Extrait choisi:
>>>>>

A Hong Kong, c’est un sujet très controversé. Beaucoup de gens ont des idées bien arrêtées quand ils le voient. Ceux qui détestent les sympathisants communistes de 1967 pensent que je purifie cette période. Les membres les plus extrêmes de la révolution des parapluies pensent que je les insulte en les comparants avec ceux de 1967. Cela m’a beaucoup troublé. On m’a même accusé d’être pro-communiste ! Un critique s’étonnait que les parents en 1967 soient aussi gentils avec leurs enfants! Mais même quelqu’un de mauvais, quand il rentre chez lui, peut montrer de l’affection pour sa famille et ses amis!
Pensez-vous que nous verrons d’autres films politiques de qualité issus de l’industrie cinématographique locale dans le futur?

<<<<<

Données fournies:
>>>>>

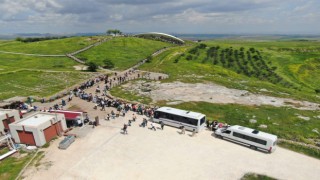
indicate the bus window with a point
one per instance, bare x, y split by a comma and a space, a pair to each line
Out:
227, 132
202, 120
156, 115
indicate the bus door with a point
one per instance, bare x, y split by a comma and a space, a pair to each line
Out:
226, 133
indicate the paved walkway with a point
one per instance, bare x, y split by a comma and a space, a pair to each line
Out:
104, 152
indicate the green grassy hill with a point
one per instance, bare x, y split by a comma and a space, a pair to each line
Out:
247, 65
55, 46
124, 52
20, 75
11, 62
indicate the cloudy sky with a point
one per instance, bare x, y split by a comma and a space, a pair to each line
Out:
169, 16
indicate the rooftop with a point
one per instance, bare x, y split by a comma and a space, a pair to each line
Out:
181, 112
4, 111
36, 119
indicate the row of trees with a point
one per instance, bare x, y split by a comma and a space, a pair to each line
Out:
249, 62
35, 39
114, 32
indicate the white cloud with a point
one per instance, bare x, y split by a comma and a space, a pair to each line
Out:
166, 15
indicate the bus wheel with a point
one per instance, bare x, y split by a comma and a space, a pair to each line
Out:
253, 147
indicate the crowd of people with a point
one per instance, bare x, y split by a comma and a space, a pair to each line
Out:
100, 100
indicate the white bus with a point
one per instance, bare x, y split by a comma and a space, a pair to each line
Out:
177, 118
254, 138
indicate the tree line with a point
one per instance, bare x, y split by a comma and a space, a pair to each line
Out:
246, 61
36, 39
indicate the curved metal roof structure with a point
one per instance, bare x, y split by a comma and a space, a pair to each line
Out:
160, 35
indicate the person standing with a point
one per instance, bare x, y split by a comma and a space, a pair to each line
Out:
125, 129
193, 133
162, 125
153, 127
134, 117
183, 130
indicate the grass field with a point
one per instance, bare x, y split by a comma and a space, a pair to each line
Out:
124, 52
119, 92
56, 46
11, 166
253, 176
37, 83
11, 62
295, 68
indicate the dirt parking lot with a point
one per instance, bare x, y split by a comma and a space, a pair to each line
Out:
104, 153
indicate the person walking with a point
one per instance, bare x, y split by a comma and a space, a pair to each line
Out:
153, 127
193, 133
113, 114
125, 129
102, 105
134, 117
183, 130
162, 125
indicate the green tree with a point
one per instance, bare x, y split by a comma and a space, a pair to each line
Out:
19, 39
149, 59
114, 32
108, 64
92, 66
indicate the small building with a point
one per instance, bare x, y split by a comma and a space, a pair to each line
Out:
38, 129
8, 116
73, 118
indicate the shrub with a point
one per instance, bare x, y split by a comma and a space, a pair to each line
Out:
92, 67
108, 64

<<<<<
>>>>>

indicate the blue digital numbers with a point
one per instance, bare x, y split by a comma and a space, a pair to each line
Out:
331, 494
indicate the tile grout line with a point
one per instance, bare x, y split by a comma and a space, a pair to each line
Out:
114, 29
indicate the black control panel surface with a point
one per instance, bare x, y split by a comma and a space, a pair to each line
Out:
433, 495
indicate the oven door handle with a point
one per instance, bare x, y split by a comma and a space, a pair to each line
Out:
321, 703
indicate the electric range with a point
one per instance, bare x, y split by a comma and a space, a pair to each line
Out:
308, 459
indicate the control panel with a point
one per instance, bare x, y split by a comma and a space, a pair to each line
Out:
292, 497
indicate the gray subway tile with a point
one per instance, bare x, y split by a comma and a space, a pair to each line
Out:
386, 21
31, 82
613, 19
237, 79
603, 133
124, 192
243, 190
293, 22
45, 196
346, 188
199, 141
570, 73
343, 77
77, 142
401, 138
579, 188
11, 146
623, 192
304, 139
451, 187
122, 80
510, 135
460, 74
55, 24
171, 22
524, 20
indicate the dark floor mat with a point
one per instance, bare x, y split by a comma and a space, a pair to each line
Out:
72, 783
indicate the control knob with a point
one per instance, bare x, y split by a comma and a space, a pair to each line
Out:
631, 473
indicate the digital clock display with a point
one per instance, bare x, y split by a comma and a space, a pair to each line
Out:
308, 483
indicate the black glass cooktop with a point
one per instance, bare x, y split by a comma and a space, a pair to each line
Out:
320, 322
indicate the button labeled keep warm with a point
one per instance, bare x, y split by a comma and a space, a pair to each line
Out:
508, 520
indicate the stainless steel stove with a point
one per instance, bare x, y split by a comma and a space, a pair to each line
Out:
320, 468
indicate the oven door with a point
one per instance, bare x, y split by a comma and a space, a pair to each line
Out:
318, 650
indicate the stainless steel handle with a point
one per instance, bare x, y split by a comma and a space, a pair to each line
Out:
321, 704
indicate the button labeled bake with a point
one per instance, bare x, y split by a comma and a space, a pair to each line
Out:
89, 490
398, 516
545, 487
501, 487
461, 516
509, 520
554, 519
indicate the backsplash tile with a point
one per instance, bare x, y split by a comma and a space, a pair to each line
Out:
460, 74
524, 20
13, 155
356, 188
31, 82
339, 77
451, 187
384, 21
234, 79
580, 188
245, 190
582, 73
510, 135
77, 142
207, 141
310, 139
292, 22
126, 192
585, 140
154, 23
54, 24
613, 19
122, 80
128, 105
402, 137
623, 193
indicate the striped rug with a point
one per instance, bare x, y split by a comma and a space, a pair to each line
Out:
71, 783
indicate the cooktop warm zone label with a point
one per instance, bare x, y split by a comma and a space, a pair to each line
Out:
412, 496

<<<<<

Consigne 1:
D'après l'extrait d'entretien, qu'est-ce qui étonnait un critique ?
Consigne 2:
Donnez la suite de l'extrait d'entretien, s'il vous plaît.
Les enregistrements proviennent d'une autre source.

Réponse 1:
Que les parents en 1967 soient aussi gentils avec leurs enfants.

Réponse 2:
Traditionnellement, l’industrie a toujours évité de traiter de politique. Parfois, durant l’âge d’or, nous mettions des messages subtils mais l’idée dominante était que les films politiques effrayaient le public si bien qu’aucun investisseur ne voulait s’y essayer. Maintenant, il faut un certain courage pour faire des films de ce genre. En vous opposant au gouvernement, vous prenez un risque. Vous pouvez perdre de l’argent, être interdit en Chine ou encore pire… Ce n’est pas un choix facile. Mais Hong Kong est en train de changer. Les gens ont de plus en plus de colère en eux par rapport à ce qu’il se passe et ils ont besoin de l’exprimer. Le cinéma étant une forme d’expression artistique, il est lui aussi contaminé par cet état d’esprit.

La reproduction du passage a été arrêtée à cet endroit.